## Source document
Glendon concludes by urging “church leaders and people of good will to make every effort to connect the human-rights project to an affirmation of the essential interplay between individual rights and democratic values. We should insist on the connection between rights and responsibilities. And we should foster an appreciation of the ultimate dependence of rights upon the creation of rights-respecting cultures.”

 “Renewing Human Rights” (February 2019) [5]

“When Eleanor Roosevelt and a small group of people gathered at the behest of the U.N. in early 1947 to draft the world’s first ‘international bill of rights’” (the subsequent UDHR), the “idea that some rights could be universal—applicable across all the world’s different societies—was controversial.”

“Yet in the decades that followed, the UDHR . . . successfully challenged the view that sovereignty provided an iron shield behind which states could mistreat their people without outside scrutiny.”

“But now . . . the international human rights idea is in crisis, losing support both at home and abroad. Good intentions, honest mistakes, power politics, and plain old opportunism have all played a role in a growing skepticism, and even a backlash.”

## Supplied entries
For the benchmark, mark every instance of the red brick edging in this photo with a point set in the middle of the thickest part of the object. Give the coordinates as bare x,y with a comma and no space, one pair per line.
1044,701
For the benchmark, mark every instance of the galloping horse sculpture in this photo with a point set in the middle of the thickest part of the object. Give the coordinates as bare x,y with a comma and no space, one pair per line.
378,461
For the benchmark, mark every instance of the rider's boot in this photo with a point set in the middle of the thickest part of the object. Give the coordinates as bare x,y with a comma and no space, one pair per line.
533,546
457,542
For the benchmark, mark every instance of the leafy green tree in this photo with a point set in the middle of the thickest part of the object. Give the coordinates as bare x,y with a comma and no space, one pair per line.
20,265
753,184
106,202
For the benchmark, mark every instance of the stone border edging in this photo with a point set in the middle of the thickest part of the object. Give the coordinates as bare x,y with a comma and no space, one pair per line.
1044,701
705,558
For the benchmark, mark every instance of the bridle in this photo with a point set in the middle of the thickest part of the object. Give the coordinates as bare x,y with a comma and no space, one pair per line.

## What to work on
According to the human rights passage, when did Eleanor Roosevelt and a small group gather to draft the world's first "international bill of rights"? Rely only on the human rights passage, not on the items.

## Finished task
Early 1947.